Reproduce the material below in full, substituting "marker" for every occurrence of "pointer" and leaving all other text unchanged.

_____

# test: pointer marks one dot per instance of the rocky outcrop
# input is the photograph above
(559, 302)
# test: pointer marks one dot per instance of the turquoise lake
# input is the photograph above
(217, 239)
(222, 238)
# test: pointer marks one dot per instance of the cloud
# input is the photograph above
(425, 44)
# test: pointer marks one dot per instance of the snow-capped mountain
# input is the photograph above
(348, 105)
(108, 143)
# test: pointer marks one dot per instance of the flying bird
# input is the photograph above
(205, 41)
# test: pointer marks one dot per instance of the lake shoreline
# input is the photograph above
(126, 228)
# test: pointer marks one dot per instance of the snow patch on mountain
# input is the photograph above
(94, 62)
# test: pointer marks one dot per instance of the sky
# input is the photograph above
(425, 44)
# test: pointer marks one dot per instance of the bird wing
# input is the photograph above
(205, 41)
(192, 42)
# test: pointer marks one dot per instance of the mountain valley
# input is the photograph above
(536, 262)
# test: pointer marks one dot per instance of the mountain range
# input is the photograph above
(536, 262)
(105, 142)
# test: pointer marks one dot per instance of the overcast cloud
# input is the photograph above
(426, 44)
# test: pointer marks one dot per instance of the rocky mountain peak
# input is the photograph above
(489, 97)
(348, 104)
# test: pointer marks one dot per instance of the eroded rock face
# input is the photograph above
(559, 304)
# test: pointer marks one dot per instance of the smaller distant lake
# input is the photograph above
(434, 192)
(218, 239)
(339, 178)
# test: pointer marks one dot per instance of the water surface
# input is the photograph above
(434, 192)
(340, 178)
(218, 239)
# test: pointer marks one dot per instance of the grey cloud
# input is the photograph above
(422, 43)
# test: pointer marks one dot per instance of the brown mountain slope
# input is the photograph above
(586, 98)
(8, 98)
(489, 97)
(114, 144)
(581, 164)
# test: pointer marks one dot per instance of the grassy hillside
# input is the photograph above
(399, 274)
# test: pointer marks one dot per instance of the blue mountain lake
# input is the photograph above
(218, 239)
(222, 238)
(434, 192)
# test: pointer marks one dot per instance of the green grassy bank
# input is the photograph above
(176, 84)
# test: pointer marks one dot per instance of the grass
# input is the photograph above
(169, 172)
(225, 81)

_____

> **Response to this exercise**:
# test: marker marks one dot per instance of the rocky outcrop
# input is the photograph above
(559, 302)
# test: marker marks one dot per instance of the turquoise lake
# input is the photograph above
(217, 239)
(222, 238)
# test: marker marks one dot per instance of the cloud
# input is the photograph above
(425, 44)
# test: marker marks one dot per instance of the snow-capped mountain
# input is the photograph above
(348, 105)
(108, 143)
# test: marker marks one dot per instance of the flying bird
# input is the photograph above
(205, 41)
# test: marker marks one dot per instance of the lake shoreline
# input is the photograph above
(126, 228)
# test: marker marks one dot per instance of the snow patch on mountain
# input is the photograph above
(94, 62)
# test: marker marks one dot per instance of the sky
# input is the photograph above
(425, 44)
# test: marker marks one dot per instance of the bird wing
# input is the photograph above
(205, 41)
(192, 42)
# test: marker marks one dot per instance of the mountain valley
# input is the photograph above
(536, 262)
# test: marker marks one dot per instance of the mountain range
# input is the photograph above
(536, 262)
(105, 142)
# test: marker marks one dot per instance of the overcast cloud
# input is the photograph above
(426, 44)
# test: marker marks one dot per instance of the rocky mountain peak
# input is the photograph above
(489, 97)
(348, 104)
# test: marker marks one dot per instance of the eroded rock face
# input is the photograph above
(559, 304)
# test: marker marks one dot per instance of the smaller distant lake
# input is the photograph above
(434, 192)
(218, 239)
(339, 178)
# test: marker marks one dot per instance of the water surface
# input is the photograph above
(434, 192)
(340, 178)
(218, 239)
# test: marker marks one dot per instance of the grey cloud
# input is the photograph above
(422, 43)
# test: marker marks one dot per instance of the brown mountain slope
# input is the photograph above
(586, 98)
(8, 98)
(489, 97)
(114, 144)
(581, 164)
# test: marker marks one dot per instance of the grassy hillside
# input is the photograph above
(399, 274)
# test: marker marks one dot per instance of the blue mountain lake
# input is the photograph above
(218, 239)
(222, 238)
(434, 192)
# test: marker marks one dot per instance of the green grassy bank
# input is the photograph above
(176, 84)
# test: marker marks one dot per instance of the grass
# input is the photograph above
(169, 172)
(225, 81)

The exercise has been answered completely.